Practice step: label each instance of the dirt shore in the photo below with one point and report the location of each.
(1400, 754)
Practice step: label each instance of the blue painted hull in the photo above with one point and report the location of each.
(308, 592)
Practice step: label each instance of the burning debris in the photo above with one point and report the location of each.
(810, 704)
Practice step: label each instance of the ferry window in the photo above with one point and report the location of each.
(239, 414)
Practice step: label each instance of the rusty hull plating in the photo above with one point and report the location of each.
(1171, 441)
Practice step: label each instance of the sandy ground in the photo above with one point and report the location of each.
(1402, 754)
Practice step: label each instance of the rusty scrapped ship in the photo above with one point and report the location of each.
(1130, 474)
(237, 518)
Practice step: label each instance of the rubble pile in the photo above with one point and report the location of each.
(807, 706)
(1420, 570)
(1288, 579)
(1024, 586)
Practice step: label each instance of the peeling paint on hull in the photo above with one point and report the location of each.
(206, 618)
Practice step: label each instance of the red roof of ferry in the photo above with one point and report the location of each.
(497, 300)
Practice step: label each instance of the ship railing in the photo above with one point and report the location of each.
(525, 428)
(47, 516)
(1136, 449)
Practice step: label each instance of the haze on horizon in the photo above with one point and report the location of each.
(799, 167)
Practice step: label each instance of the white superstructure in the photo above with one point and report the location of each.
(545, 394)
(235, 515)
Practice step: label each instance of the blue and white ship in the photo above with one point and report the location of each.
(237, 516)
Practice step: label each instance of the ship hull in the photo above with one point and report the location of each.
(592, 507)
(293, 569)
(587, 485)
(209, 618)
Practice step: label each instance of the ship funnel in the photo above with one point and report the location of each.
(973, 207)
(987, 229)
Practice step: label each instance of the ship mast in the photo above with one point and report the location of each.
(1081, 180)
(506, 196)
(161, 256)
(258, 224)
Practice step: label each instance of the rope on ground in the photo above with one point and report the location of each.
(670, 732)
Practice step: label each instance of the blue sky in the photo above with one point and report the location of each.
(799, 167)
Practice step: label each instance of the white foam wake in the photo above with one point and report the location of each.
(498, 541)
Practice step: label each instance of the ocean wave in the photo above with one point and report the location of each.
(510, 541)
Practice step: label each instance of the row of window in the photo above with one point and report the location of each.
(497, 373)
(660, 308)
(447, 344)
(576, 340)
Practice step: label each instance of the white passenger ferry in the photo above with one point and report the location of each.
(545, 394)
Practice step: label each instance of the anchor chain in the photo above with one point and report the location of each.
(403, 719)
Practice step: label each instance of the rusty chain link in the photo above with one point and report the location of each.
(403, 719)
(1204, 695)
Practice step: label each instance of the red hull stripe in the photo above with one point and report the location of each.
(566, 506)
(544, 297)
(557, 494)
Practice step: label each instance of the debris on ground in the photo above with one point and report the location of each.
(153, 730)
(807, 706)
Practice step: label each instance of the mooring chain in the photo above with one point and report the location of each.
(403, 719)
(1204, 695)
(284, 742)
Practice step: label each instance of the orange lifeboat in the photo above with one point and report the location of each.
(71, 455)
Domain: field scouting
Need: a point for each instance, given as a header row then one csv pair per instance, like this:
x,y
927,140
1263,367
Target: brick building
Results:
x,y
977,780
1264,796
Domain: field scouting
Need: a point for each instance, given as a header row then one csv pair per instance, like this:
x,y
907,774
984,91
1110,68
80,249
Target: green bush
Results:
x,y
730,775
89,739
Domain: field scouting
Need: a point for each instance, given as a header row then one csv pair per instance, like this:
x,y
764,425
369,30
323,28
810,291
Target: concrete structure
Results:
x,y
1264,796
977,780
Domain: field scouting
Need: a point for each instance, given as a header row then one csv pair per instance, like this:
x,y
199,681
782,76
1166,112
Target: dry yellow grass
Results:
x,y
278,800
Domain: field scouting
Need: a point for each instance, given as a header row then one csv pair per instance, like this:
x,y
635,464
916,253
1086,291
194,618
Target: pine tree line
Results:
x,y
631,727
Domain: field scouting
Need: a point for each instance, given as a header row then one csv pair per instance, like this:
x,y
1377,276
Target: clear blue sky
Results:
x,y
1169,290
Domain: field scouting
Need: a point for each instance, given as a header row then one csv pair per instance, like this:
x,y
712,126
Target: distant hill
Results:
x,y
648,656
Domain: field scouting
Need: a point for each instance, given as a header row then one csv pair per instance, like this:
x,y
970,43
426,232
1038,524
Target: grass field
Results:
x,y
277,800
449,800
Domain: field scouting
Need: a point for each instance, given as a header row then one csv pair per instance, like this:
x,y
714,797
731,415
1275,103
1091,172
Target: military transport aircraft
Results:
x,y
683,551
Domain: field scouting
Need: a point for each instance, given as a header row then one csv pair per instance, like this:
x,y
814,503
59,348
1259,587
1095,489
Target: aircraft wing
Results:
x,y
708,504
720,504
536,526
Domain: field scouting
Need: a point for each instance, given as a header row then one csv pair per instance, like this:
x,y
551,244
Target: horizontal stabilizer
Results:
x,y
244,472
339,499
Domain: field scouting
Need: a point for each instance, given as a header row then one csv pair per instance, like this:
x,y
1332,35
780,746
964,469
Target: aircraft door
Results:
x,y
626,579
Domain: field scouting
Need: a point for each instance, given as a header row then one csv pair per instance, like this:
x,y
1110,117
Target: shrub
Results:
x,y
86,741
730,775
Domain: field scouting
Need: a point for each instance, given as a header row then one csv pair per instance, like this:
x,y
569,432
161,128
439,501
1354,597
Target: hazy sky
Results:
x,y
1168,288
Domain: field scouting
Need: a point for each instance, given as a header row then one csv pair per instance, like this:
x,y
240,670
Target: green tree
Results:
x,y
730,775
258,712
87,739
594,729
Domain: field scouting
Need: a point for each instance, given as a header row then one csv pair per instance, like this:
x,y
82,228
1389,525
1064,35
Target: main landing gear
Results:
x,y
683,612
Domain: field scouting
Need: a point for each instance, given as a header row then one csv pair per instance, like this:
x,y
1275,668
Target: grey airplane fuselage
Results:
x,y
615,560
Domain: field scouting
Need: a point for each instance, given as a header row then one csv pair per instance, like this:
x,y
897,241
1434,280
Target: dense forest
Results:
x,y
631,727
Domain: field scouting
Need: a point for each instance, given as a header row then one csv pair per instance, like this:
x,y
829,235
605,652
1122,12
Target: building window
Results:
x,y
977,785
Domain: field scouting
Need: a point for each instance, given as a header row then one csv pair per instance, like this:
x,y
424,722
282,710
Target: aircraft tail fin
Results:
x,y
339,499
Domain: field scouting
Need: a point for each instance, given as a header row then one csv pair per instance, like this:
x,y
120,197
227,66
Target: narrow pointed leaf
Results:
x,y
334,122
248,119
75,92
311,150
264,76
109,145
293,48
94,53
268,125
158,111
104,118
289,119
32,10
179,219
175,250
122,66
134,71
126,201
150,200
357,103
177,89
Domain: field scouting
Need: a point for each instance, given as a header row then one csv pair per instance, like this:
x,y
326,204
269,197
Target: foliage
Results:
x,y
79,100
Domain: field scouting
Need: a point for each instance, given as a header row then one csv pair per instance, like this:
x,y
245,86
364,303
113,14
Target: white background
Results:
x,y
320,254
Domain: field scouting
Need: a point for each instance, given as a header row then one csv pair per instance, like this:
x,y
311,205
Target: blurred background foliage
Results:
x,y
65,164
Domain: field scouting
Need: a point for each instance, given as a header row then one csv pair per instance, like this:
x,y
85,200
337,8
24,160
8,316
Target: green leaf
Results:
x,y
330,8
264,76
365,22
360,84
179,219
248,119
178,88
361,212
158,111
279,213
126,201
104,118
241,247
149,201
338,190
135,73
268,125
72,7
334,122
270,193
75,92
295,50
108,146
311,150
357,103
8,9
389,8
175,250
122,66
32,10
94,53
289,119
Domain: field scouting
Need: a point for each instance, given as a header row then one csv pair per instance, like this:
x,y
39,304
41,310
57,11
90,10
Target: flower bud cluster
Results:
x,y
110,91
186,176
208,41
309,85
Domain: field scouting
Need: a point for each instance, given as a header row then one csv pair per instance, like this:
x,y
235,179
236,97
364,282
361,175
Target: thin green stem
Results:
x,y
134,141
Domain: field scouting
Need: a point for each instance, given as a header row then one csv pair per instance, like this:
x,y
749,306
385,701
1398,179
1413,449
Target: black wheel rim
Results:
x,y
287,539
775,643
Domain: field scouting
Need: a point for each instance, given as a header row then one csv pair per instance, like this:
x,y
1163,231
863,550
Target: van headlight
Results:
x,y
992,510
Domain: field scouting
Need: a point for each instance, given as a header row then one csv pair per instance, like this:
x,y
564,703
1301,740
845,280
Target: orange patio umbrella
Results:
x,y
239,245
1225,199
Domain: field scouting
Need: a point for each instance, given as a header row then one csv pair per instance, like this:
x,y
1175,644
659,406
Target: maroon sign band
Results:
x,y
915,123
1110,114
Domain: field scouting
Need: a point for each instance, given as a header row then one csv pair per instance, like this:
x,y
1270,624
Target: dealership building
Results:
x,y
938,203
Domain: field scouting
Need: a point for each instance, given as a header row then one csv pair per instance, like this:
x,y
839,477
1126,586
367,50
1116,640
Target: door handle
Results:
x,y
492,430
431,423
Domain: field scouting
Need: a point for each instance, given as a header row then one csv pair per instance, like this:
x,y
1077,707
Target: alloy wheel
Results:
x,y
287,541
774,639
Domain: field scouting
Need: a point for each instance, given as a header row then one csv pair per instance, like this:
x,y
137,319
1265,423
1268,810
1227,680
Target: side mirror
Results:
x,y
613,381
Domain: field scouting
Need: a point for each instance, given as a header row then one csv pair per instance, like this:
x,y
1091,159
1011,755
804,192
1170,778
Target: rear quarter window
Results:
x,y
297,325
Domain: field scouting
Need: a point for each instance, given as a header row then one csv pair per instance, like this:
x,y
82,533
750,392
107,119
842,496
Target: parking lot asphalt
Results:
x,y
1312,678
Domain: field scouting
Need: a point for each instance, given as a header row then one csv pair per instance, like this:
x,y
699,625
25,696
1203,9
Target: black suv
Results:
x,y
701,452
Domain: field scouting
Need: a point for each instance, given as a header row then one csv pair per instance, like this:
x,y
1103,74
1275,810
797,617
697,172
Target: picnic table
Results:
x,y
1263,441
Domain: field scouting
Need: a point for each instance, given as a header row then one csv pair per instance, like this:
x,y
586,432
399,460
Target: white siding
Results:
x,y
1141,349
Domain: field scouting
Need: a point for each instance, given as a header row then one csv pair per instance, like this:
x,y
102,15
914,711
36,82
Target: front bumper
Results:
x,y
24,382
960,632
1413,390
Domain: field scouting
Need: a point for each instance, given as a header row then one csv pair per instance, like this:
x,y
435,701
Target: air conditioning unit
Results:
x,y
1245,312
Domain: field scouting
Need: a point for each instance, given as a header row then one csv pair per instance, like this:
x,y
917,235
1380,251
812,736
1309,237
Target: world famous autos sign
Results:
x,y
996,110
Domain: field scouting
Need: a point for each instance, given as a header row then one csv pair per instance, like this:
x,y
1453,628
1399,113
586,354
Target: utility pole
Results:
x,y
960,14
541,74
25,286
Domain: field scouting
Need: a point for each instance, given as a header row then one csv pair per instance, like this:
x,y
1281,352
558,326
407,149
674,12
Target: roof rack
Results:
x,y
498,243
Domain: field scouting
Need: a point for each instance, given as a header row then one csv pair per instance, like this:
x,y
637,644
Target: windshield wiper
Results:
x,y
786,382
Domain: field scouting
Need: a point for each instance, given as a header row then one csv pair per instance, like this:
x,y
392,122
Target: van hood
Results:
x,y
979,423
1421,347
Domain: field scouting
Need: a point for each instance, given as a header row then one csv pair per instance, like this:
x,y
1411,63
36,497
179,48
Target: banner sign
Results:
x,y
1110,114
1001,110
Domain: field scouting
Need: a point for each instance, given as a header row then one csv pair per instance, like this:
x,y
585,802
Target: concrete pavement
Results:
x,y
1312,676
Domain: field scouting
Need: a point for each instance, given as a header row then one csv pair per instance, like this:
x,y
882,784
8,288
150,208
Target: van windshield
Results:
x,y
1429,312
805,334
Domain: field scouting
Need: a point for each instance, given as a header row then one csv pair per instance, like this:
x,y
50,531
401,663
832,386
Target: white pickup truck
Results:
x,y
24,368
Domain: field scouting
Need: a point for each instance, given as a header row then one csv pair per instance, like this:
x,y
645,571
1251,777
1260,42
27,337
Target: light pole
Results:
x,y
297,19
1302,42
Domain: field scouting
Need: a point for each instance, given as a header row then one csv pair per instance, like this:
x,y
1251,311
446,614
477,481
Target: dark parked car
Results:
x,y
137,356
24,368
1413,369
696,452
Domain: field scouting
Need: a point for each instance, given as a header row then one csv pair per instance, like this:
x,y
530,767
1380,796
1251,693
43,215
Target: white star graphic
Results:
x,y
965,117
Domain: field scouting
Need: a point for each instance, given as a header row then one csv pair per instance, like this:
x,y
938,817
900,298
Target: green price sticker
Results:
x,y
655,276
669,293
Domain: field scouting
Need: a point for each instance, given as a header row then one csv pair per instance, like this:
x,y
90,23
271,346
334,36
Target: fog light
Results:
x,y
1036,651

----

▶ [What to do]:
Copy all lines above containing the string "black".

▶ [Written answer]:
Target: black wheel rim
Target: black suv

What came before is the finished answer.